Start of INPUT
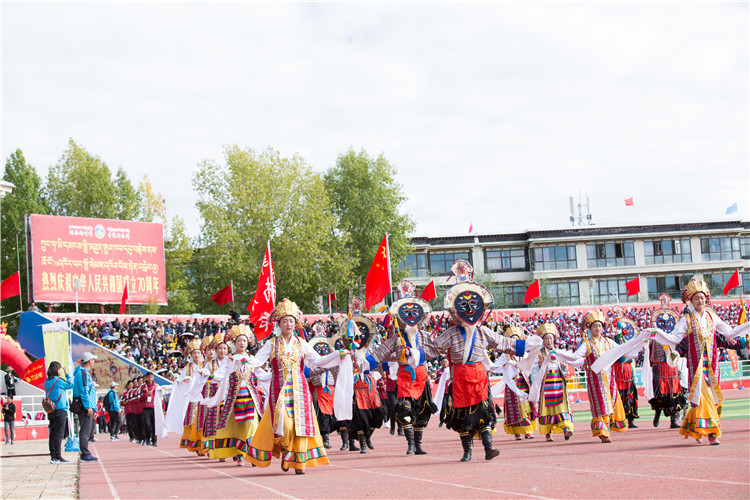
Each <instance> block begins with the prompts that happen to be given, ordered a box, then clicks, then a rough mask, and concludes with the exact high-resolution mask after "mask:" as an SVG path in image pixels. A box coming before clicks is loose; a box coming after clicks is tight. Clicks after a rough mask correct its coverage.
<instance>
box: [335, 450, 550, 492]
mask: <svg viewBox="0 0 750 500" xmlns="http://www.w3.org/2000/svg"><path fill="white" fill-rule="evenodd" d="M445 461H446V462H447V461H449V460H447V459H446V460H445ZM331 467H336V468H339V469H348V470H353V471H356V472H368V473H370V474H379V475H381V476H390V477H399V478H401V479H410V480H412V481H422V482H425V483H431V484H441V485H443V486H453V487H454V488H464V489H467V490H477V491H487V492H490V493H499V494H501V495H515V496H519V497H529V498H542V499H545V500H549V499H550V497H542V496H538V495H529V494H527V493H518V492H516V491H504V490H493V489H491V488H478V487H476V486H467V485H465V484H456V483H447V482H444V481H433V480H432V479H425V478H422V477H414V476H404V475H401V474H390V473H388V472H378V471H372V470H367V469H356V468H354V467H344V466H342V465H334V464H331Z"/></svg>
End of INPUT
Start of INPUT
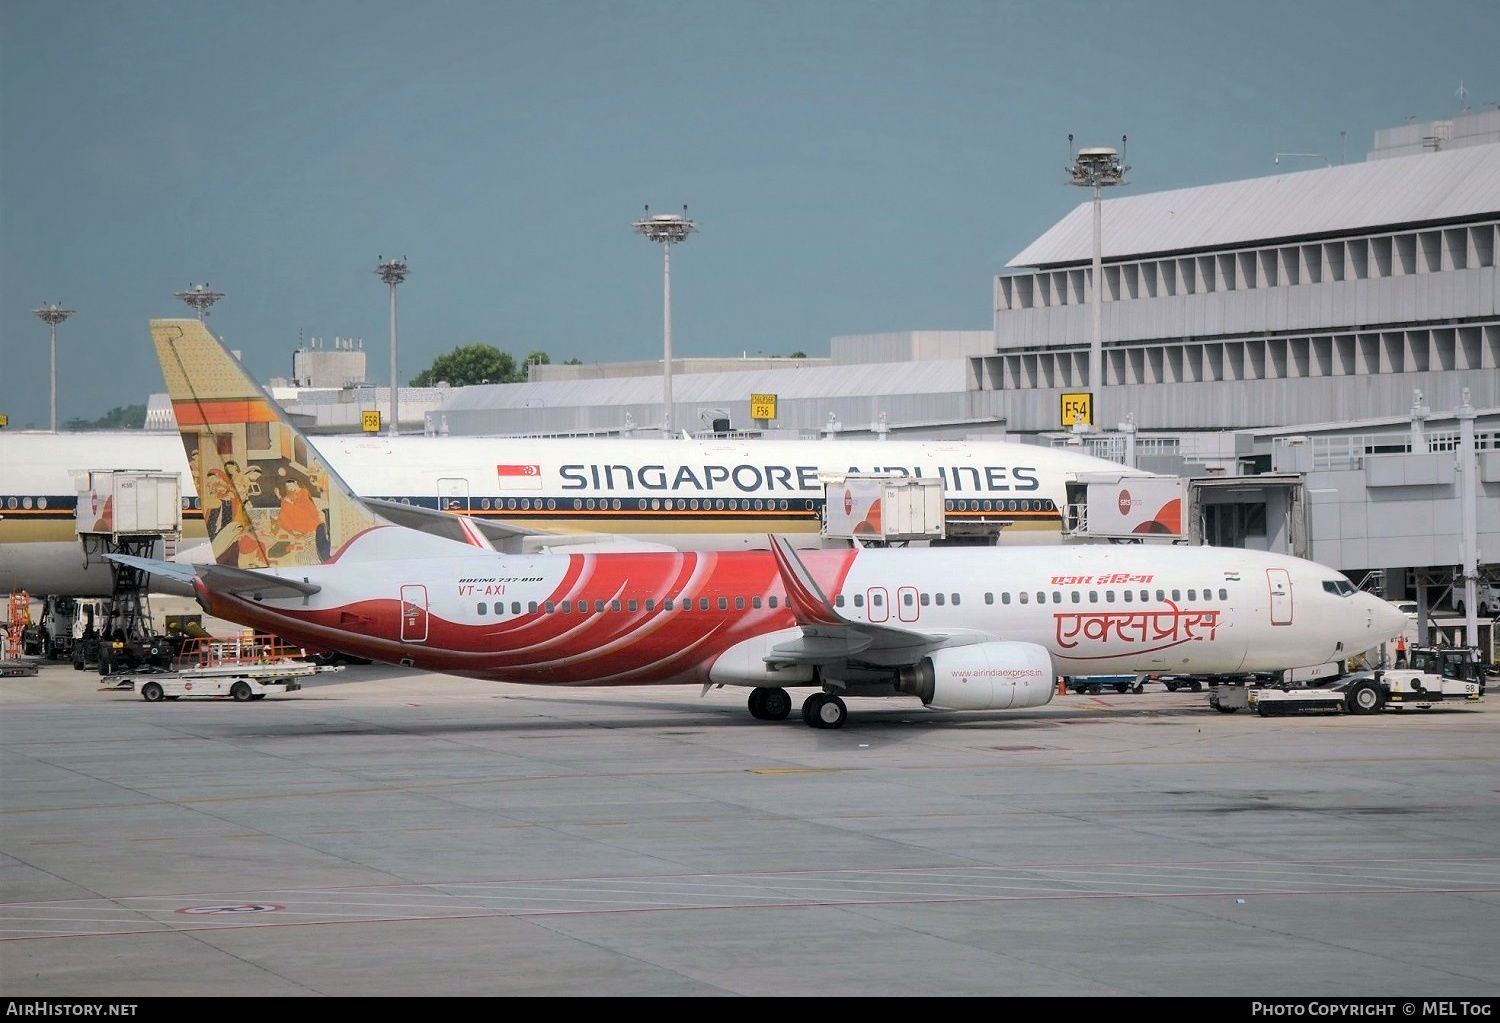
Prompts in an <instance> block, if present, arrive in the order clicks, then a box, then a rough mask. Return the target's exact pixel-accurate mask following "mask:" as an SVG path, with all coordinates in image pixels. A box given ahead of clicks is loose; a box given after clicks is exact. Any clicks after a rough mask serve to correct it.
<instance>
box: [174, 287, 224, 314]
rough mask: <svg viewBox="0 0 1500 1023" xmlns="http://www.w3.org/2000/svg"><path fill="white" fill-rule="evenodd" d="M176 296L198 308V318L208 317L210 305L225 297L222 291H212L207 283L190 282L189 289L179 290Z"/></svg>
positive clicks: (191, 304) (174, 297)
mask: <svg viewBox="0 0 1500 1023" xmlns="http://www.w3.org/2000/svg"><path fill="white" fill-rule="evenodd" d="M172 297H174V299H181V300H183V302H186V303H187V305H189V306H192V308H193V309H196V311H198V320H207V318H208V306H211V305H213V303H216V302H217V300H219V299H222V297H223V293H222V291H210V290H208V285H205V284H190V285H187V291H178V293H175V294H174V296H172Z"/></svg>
End of INPUT
Start of INPUT
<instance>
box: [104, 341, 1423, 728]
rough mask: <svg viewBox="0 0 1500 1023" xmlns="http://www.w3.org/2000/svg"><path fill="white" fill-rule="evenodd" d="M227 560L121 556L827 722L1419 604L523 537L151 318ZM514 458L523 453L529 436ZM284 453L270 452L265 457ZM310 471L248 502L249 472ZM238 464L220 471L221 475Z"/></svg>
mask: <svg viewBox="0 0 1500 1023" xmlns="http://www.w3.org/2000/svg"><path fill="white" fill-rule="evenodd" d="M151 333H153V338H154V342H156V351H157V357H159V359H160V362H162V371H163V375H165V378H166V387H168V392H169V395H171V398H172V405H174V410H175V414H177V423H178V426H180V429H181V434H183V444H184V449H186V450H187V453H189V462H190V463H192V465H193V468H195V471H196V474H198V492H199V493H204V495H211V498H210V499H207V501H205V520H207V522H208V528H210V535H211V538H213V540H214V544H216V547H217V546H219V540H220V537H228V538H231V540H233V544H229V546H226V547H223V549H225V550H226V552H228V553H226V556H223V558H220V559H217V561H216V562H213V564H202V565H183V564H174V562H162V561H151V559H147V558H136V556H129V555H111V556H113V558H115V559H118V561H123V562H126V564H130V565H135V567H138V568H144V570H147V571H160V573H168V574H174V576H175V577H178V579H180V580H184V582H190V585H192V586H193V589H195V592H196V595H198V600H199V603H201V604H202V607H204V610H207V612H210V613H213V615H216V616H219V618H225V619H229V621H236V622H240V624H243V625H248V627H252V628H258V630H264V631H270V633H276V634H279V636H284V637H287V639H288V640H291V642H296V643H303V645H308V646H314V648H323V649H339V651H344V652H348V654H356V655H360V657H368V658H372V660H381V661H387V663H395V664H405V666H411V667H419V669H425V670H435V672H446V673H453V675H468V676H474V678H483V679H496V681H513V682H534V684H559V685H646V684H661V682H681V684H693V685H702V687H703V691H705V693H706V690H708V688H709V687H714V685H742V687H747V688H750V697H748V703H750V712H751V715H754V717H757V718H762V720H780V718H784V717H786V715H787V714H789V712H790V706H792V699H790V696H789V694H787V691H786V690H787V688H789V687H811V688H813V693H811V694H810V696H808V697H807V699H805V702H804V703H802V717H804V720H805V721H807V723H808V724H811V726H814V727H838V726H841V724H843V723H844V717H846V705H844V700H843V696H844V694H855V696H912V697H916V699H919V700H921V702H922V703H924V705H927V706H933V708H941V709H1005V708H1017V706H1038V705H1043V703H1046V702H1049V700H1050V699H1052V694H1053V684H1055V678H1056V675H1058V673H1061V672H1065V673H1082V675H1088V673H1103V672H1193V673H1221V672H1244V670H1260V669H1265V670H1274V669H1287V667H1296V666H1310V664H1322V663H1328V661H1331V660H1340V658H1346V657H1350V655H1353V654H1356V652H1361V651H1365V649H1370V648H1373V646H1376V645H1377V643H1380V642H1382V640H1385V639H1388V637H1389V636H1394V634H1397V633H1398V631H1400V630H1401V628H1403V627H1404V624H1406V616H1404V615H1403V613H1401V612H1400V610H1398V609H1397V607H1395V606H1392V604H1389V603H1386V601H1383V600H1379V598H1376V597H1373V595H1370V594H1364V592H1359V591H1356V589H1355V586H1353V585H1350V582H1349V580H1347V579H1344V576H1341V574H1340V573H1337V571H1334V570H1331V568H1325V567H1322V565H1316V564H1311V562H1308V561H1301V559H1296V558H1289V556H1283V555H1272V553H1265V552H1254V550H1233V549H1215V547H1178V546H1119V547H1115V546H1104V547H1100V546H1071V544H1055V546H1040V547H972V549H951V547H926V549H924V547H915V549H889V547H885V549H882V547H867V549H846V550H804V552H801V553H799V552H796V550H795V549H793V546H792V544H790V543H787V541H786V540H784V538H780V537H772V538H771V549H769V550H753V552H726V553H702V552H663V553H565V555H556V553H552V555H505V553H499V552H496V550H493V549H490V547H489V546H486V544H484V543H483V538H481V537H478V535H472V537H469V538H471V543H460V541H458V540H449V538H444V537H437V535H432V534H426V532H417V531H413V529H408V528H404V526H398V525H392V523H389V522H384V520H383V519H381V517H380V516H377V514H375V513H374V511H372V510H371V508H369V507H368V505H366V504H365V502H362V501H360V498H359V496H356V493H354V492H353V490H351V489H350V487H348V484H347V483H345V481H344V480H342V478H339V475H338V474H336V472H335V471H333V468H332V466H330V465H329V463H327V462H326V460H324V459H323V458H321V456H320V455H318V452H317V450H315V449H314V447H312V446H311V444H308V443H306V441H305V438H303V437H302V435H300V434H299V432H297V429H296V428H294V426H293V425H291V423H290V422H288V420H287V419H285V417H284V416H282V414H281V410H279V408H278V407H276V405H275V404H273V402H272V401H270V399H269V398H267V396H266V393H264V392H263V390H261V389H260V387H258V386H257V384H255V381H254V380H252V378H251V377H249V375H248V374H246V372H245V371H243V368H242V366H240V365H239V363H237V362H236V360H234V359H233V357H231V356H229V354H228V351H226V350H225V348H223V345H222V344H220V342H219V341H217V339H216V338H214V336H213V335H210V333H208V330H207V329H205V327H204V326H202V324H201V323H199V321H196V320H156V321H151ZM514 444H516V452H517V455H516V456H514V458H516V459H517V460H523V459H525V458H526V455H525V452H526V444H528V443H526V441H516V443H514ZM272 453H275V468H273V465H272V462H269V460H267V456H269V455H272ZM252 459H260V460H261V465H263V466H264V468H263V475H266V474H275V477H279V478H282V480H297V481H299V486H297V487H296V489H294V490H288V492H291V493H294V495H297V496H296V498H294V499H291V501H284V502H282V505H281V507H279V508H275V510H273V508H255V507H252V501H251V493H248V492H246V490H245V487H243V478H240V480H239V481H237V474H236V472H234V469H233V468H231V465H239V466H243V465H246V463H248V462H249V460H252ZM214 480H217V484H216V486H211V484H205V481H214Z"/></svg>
End of INPUT
**YOUR TASK**
Select every line above that contains the word "Each", and copy those lines in full.

**TASK OUTPUT**
Each <instance> block begins with the prompts that happen to be given, ordered a box, then clicks, then a rough mask, and concludes with the exact high-resolution mask after "mask:" as an SVG path in image pixels. A box coming before clicks is loose; a box coming after clicks is tight. Clicks after a rough mask correct its coverage.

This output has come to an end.